##### Exercise data
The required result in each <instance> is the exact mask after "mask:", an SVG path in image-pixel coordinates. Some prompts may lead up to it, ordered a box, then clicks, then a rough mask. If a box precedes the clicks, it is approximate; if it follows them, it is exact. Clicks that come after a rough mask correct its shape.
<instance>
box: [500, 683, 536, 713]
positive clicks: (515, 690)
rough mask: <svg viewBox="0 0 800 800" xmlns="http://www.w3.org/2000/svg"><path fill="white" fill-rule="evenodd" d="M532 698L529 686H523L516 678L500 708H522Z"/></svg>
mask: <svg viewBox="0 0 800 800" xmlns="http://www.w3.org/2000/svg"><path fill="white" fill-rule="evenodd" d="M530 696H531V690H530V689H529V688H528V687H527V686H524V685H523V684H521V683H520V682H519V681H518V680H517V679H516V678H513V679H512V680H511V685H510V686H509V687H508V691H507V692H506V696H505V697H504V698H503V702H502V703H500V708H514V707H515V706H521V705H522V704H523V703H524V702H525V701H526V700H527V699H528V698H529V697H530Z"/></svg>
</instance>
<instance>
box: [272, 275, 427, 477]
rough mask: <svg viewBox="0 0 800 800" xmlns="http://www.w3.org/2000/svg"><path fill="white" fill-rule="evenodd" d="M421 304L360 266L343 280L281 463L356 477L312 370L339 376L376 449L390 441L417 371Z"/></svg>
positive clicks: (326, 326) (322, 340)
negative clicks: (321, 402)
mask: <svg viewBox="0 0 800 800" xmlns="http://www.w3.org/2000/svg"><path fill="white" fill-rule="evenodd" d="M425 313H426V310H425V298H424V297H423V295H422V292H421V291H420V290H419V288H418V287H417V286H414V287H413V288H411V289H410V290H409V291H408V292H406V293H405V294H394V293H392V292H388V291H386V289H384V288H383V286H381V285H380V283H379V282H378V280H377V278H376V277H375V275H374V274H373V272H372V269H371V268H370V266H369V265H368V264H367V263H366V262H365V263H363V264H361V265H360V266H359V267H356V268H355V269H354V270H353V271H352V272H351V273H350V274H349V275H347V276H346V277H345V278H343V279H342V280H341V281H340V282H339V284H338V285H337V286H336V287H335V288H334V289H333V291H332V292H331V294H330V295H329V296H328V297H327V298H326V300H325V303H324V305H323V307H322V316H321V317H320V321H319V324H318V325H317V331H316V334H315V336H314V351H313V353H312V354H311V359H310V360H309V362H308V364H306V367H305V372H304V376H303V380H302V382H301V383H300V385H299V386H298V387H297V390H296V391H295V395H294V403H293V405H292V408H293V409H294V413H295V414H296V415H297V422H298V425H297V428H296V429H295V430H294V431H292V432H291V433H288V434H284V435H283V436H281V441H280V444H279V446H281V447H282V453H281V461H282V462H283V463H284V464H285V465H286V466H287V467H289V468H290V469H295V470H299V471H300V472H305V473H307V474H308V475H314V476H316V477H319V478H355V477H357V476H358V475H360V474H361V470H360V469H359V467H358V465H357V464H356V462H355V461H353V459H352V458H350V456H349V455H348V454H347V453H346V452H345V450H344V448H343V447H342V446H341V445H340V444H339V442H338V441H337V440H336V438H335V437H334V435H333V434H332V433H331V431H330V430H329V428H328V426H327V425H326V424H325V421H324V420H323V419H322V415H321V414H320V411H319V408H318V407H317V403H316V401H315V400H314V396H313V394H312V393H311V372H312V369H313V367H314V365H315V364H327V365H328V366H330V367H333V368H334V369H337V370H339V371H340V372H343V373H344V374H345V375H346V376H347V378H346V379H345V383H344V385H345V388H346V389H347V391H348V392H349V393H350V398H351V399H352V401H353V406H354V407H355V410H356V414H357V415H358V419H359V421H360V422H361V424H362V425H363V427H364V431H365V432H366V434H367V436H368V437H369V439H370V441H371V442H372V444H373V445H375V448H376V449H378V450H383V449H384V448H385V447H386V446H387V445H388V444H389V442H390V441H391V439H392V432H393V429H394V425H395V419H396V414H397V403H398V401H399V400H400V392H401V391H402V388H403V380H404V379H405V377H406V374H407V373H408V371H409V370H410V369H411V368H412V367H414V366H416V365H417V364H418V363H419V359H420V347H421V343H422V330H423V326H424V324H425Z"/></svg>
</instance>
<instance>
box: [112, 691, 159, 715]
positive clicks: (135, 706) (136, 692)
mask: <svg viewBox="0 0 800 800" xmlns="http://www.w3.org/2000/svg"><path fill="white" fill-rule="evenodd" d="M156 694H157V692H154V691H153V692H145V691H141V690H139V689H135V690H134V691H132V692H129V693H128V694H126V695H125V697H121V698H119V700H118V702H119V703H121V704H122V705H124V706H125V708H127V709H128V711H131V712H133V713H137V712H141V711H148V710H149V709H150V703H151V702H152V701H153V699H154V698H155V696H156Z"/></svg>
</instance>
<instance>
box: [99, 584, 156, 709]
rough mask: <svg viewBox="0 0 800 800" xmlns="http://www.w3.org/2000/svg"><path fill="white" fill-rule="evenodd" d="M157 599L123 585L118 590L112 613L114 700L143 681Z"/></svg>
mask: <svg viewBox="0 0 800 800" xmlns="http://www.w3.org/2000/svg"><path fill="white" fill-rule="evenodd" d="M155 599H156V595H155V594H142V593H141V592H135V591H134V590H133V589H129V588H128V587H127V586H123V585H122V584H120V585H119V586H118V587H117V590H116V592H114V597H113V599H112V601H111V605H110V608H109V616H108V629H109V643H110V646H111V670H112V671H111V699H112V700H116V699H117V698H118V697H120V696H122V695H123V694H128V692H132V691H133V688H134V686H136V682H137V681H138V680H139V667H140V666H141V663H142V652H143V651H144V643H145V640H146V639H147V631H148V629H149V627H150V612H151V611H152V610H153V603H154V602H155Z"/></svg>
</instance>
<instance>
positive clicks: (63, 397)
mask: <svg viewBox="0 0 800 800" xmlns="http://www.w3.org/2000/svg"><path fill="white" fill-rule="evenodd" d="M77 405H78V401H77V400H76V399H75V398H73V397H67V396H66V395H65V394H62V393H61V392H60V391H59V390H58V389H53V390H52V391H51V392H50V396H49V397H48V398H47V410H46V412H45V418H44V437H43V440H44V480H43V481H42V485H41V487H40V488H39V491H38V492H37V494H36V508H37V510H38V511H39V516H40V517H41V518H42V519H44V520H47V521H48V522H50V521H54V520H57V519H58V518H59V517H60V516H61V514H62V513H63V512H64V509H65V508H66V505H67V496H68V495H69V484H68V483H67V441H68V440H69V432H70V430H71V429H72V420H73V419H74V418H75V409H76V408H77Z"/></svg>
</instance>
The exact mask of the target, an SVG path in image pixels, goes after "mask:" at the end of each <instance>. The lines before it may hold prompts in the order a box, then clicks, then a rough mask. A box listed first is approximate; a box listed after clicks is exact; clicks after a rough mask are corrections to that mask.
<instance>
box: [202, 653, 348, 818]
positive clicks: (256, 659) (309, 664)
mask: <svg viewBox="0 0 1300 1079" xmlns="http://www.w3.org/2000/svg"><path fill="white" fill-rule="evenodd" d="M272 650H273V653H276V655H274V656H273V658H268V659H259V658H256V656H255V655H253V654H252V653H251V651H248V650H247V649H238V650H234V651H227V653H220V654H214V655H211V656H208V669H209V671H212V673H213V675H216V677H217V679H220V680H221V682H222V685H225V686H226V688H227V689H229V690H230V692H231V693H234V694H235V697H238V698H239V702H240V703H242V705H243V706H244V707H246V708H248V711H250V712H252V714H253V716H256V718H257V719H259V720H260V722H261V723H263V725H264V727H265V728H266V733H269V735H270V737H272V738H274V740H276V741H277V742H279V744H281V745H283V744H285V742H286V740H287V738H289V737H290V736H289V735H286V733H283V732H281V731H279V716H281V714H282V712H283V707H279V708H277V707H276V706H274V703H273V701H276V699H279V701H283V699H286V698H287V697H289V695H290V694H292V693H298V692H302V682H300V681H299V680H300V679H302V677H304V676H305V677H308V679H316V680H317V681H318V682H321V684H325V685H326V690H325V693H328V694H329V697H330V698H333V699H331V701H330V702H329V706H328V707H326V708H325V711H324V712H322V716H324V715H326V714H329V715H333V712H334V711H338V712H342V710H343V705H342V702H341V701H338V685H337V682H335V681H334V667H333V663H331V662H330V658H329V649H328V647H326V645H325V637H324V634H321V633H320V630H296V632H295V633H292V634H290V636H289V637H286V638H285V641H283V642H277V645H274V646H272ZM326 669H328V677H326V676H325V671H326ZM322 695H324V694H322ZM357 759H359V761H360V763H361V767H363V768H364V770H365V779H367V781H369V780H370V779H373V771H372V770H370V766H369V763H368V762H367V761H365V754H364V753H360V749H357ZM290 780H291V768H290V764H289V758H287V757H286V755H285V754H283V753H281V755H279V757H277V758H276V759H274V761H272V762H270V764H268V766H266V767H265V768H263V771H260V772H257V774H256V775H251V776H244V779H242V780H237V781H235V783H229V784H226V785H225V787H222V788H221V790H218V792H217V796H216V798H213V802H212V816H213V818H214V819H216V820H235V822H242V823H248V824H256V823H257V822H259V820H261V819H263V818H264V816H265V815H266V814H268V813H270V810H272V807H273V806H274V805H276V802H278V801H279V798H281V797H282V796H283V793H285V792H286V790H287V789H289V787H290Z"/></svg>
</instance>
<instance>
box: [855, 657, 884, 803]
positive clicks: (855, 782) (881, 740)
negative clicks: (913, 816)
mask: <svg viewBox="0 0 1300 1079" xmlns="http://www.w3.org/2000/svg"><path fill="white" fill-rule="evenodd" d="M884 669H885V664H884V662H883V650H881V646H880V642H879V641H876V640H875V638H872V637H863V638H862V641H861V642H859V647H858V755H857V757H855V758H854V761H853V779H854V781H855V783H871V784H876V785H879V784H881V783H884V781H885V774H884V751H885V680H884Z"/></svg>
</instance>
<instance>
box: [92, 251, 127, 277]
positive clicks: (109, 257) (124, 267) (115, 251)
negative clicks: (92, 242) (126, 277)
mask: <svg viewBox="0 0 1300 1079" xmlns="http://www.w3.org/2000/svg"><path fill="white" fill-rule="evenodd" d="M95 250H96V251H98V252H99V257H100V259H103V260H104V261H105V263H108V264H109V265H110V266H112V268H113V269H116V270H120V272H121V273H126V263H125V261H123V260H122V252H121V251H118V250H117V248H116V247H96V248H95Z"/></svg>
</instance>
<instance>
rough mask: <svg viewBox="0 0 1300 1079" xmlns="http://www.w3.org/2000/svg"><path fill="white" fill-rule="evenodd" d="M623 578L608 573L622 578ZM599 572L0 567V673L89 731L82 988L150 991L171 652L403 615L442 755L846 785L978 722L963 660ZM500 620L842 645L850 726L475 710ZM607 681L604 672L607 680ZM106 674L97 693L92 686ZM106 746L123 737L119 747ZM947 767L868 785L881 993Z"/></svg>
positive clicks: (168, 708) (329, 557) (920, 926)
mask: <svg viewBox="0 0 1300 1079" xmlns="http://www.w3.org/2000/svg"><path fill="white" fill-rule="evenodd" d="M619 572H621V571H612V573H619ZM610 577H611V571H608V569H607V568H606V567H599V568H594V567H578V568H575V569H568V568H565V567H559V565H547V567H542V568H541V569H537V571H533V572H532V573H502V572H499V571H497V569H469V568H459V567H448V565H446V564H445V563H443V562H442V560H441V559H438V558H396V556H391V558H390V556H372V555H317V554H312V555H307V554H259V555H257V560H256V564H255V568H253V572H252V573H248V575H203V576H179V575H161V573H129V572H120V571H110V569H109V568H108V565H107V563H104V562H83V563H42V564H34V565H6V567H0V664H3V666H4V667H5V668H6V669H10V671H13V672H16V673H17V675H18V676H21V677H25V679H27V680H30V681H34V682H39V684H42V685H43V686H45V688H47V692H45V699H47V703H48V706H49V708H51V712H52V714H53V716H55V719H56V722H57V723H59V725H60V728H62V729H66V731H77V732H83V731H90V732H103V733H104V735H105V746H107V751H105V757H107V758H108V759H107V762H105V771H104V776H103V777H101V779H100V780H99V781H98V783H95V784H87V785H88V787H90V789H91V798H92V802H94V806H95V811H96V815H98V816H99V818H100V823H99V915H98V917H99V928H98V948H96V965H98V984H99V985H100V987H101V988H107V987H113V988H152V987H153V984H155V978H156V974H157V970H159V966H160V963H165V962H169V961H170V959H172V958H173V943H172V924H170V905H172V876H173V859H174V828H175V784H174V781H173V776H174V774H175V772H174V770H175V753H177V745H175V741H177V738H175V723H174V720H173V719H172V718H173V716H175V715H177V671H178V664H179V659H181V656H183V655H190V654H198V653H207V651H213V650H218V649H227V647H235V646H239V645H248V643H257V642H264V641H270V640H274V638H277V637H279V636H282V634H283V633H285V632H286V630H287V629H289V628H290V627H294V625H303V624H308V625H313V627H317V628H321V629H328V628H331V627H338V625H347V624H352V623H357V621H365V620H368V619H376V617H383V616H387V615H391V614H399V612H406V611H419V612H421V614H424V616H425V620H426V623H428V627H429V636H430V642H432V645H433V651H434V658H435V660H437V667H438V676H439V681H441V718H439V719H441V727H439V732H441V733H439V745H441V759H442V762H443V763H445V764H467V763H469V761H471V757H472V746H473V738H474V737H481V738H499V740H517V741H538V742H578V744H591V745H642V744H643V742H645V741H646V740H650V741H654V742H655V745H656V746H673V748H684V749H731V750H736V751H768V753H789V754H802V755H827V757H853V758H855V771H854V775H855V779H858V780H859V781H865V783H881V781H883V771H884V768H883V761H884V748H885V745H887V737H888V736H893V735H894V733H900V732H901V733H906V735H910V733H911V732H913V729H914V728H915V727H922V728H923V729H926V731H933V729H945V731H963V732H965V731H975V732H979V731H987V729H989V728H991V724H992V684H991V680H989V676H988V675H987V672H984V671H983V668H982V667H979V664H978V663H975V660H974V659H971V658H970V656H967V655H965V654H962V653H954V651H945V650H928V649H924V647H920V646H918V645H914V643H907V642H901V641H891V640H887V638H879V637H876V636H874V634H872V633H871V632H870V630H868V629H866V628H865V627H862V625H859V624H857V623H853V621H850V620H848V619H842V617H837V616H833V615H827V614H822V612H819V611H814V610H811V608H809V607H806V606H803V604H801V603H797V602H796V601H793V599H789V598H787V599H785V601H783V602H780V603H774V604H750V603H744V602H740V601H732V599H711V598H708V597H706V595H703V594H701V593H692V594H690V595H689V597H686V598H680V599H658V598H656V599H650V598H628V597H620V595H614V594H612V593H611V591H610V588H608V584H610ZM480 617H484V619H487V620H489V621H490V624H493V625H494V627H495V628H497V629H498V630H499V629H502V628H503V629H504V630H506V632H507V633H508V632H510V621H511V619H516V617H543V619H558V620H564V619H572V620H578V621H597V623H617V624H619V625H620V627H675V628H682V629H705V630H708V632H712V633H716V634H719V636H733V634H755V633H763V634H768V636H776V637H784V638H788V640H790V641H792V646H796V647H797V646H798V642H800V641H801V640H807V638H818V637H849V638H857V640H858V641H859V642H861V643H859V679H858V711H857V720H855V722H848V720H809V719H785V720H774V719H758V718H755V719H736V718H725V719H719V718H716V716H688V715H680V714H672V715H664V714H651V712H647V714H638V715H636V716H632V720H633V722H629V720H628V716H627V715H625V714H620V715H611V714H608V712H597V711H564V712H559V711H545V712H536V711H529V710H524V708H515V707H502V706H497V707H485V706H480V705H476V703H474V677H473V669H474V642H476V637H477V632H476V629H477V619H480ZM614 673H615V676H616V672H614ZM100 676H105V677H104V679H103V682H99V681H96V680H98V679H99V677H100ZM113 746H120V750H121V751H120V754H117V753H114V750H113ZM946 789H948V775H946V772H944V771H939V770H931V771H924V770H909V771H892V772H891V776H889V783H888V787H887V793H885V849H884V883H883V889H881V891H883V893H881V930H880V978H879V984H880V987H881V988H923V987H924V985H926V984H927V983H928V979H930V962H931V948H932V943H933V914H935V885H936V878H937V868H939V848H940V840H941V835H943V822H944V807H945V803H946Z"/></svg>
##########
Copy the lines from the start of the data verbatim, stopping after the line containing "positive clicks: (515, 690)".

The required result in each <instance> is the exact mask after "mask:", an SVG path in image-pixel coordinates. Some prompts may lead up to it, ordered a box, then clicks, then a rough mask. If a box precedes the clicks, it is approximate; if it follows them, it is exact. Clicks that come after a rough mask correct its shape.
<instance>
box: [500, 683, 536, 713]
positive clicks: (515, 690)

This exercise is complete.